Exercise brief: Without changing a single character, copy every record below.

+++ Extracted information

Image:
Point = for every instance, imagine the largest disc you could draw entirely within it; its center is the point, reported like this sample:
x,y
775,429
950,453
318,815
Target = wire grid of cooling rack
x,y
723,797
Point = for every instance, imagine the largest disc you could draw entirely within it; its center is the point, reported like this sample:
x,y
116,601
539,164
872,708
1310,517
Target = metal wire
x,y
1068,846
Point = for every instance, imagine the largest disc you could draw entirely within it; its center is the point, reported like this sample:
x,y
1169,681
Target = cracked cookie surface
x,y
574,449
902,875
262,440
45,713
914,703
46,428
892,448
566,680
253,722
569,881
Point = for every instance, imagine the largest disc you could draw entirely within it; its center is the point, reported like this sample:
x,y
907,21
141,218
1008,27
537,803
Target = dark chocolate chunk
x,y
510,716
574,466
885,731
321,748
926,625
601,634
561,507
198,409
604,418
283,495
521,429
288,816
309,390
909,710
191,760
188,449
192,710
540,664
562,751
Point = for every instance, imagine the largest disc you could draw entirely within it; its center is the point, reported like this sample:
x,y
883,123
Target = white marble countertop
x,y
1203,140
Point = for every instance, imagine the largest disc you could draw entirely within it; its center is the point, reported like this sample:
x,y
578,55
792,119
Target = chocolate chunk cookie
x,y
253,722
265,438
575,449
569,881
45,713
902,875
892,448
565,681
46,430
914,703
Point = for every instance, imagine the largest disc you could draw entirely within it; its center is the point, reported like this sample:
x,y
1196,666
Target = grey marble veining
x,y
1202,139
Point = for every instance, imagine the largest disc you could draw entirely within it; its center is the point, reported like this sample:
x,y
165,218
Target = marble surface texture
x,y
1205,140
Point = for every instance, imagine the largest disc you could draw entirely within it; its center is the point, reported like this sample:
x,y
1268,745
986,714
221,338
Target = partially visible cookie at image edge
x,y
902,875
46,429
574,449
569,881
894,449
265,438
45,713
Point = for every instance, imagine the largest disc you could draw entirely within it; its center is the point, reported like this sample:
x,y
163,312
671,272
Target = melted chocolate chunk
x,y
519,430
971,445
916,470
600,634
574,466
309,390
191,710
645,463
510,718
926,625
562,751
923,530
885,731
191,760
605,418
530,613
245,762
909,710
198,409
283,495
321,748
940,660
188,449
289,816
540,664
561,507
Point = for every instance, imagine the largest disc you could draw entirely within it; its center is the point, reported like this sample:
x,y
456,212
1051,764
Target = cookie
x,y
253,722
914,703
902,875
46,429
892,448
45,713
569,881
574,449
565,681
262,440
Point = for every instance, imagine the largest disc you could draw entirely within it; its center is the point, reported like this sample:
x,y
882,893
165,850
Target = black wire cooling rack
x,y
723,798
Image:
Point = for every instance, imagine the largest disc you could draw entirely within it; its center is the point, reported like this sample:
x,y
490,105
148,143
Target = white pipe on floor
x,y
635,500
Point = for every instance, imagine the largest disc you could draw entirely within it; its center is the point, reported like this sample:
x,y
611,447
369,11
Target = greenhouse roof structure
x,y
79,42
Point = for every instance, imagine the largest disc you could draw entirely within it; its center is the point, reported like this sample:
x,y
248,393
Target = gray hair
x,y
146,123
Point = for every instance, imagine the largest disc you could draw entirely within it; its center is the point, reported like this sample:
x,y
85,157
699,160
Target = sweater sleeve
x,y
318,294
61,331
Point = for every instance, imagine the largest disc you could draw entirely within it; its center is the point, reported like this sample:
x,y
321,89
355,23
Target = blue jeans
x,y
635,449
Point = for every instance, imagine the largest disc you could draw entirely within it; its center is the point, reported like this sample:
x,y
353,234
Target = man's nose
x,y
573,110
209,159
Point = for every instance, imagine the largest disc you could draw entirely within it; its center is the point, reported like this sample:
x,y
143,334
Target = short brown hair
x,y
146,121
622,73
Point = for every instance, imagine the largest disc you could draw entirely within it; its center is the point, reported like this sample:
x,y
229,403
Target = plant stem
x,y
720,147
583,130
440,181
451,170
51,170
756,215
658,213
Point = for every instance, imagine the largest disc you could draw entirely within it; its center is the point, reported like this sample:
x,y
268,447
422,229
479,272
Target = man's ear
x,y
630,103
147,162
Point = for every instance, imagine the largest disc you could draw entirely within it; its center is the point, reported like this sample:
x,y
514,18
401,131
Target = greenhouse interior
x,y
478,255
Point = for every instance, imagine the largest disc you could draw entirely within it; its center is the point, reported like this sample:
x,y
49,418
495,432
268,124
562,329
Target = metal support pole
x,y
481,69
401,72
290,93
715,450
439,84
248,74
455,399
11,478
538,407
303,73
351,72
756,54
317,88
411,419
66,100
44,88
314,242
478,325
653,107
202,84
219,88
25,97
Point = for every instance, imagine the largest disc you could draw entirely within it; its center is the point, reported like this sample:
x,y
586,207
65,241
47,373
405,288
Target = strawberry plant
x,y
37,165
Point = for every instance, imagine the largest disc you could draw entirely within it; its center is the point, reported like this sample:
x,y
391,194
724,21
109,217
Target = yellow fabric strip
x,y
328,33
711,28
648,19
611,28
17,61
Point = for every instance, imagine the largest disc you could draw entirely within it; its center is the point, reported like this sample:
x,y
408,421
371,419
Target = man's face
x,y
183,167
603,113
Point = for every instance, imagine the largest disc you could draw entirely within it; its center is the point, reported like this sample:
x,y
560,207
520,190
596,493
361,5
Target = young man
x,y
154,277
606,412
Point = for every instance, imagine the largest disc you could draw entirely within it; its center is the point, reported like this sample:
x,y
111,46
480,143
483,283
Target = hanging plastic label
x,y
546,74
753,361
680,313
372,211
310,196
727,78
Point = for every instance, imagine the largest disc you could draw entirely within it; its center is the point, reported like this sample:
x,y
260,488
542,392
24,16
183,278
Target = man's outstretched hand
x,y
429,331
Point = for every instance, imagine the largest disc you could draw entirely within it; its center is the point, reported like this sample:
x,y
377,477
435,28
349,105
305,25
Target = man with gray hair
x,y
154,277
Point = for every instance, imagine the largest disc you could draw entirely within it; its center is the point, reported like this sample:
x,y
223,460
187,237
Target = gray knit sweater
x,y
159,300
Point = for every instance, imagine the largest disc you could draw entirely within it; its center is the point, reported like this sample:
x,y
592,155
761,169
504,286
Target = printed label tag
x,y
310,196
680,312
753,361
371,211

++++++

Written response:
Image:
Point = for every instance, imagine the largest disc you could draw entirely within it; its center is the point, reported like this sample:
x,y
775,429
950,453
318,815
Target = wire grid of cooling rack
x,y
723,797
Point = for every instance, imagine the largest disc you could draw entirely within it; its center is the point, reported like this sample:
x,y
116,601
539,164
872,708
1310,517
Target = metal wire
x,y
1068,846
Point = for every instance, imagine the largest disc you could draw entirely within it; its center is the point, reported like this sample:
x,y
1169,681
Target = cracked cookie surface
x,y
574,449
902,875
262,440
45,713
914,703
46,428
892,448
566,680
253,722
569,881
Point = for every instance, imagine the largest disc you could draw entirely within it; its center is the point, reported like this sample:
x,y
907,21
141,218
1008,27
537,803
Target = dark chocolate chunk
x,y
510,716
574,466
885,731
321,748
926,625
601,634
561,507
198,409
604,418
283,495
521,429
288,816
309,390
909,710
191,760
188,449
192,710
540,664
562,751
Point = for every instance, imagine the largest disc you could draw entirely within it; its center is the point, reported like this sample:
x,y
883,123
Target = white marble countertop
x,y
1203,140
Point = for every instance, imagine the largest disc you could draw entirely within it; its center is the point, reported like this sample:
x,y
578,55
792,119
Target = chocolate chunk cookie
x,y
253,722
265,438
575,449
569,881
45,713
902,875
892,448
565,681
46,430
914,703
Point = for every instance, imagine the largest disc you could draw entirely within it; its center is the point, reported like this sample:
x,y
1196,666
Target = grey marble veining
x,y
1202,139
Point = for every instance, imagine the largest disc you could draw entirely within it; its center is the point, reported like this sample:
x,y
165,218
Target = marble surface texture
x,y
1205,140
Point = for every instance, imagine the largest disc you could draw entirely within it; its center is the point, reported like this sample:
x,y
1268,745
986,714
221,338
Target = partially visible cookie at image edge
x,y
902,875
46,429
574,449
569,881
894,449
265,438
45,713
Point = for every instance, imagine the largest disc you could draw entirely within it; its center is the point, reported like this sample:
x,y
163,312
671,272
Target = melted chocolate chunk
x,y
519,430
971,445
916,470
600,634
574,466
309,390
191,710
645,463
510,718
926,625
562,751
923,530
885,731
191,760
605,418
530,613
245,762
909,710
198,409
283,495
321,748
940,660
188,449
289,816
540,664
561,507
Point = for every instance, imagine the largest disc you could draw entirely within it; its center is the point, reported like this sample:
x,y
456,212
1051,764
Target = cookie
x,y
253,722
914,703
902,875
46,429
892,448
45,713
569,881
574,449
565,681
262,440
Point = for every instance, imagine the largest disc you could draw entirely within it; its center is the point, reported like this sample:
x,y
882,893
165,850
Target = black wire cooling rack
x,y
723,798
Image:
Point = for every instance, imagine the largest disc you could draw entirely within it; its center is the point, reported like this sample:
x,y
490,105
148,143
Target = white pipe on floor
x,y
635,500
Point = for every instance, imagine the largest disc you could draw entirely within it; its center is the point, reported like this sample:
x,y
611,447
369,11
Target = greenhouse roof structure
x,y
79,42
Point = for every instance, imagine the largest disc you could draw entirely within it; its center is the point, reported like this sample:
x,y
248,393
Target = gray hair
x,y
146,123
Point = for every instance, imagine the largest disc you could draw entirely within it; its center is the point, reported like this sample:
x,y
85,157
699,160
Target = sweater sleeve
x,y
318,294
61,331
Point = for every instance, imagine the largest disc you could draw entirely within it; its center is the point, reported like this sample:
x,y
321,89
355,23
Target = blue jeans
x,y
635,449
Point = for every instance, imagine the largest disc you could draw entirely within it; its center is the point, reported like this sample:
x,y
353,234
Target = man's nose
x,y
573,110
209,159
Point = for every instance, imagine the largest disc you could draw entirely within it; its center is the point, reported like this sample:
x,y
143,334
Target = short brown hair
x,y
146,121
622,73
Point = for every instance, imagine the largest disc you could draw entirely within it; its center is the point, reported like this sample:
x,y
229,403
Target = plant stem
x,y
720,147
583,130
440,181
451,170
51,170
756,215
658,213
Point = for every instance, imagine the largest disc you could draw entirely within it; its center is the point, reported like this sample:
x,y
268,447
422,229
479,272
Target = man's ear
x,y
630,103
147,162
Point = for every instance, imagine the largest disc you could draw entirely within it; its center is the point, reported like this sample:
x,y
514,18
401,131
Target = greenhouse interior
x,y
478,255
Point = for every instance, imagine the largest disc you could draw entirely within it; its center is the point, reported like this sample:
x,y
49,418
495,432
268,124
562,329
Target = metal support pole
x,y
481,69
401,72
290,93
715,450
439,84
248,74
455,399
11,478
538,407
303,73
351,72
756,54
317,88
411,419
66,100
44,88
314,242
478,325
653,107
202,84
219,88
25,97
Point = for every instance, imagine the largest disc you could draw entirely within it; its center is the point, reported like this sample:
x,y
586,207
65,241
47,373
405,288
Target = strawberry plant
x,y
37,165
Point = for every instance, imagine the largest disc you could draw entirely within it; its center is the point, reported like this sample:
x,y
391,194
724,21
109,217
Target = yellow fabric strip
x,y
328,33
711,28
648,19
611,28
17,61
Point = for every instance, imagine the largest disc you could draw entirely within it; its center is the point, reported like this sample:
x,y
408,421
371,419
Target = man's face
x,y
183,167
603,113
Point = for every instance, imagine the largest disc you could draw entirely within it; its center is the point, reported like this sample:
x,y
560,207
520,190
596,493
361,5
Target = young man
x,y
154,277
606,412
Point = for every instance, imagine the largest disc you could draw entirely within it; its center is the point, reported like this sample:
x,y
111,46
480,143
483,283
Target = hanging plastic label
x,y
546,74
753,361
680,313
372,211
310,196
727,78
Point = for every instance, imagine the largest disc you could draw entirely within it; its center is the point, reported like this sample:
x,y
260,488
542,392
24,16
183,278
Target = man's outstretched hand
x,y
429,331
Point = for every instance, imagine the largest disc you could draw entirely within it; its center is the point, reported like this sample:
x,y
377,477
435,28
349,105
305,25
Target = man with gray hair
x,y
154,277
Point = for every instance, imagine the largest disc you could draw entirely within it; its center is the point, reported like this sample:
x,y
223,460
187,237
Target = gray knit sweater
x,y
159,300
Point = for every instance, imagine the largest disc you could draw entirely within it; its center is the point, reported like this sample:
x,y
592,155
761,169
504,286
Target = printed label tag
x,y
310,196
680,312
753,361
371,211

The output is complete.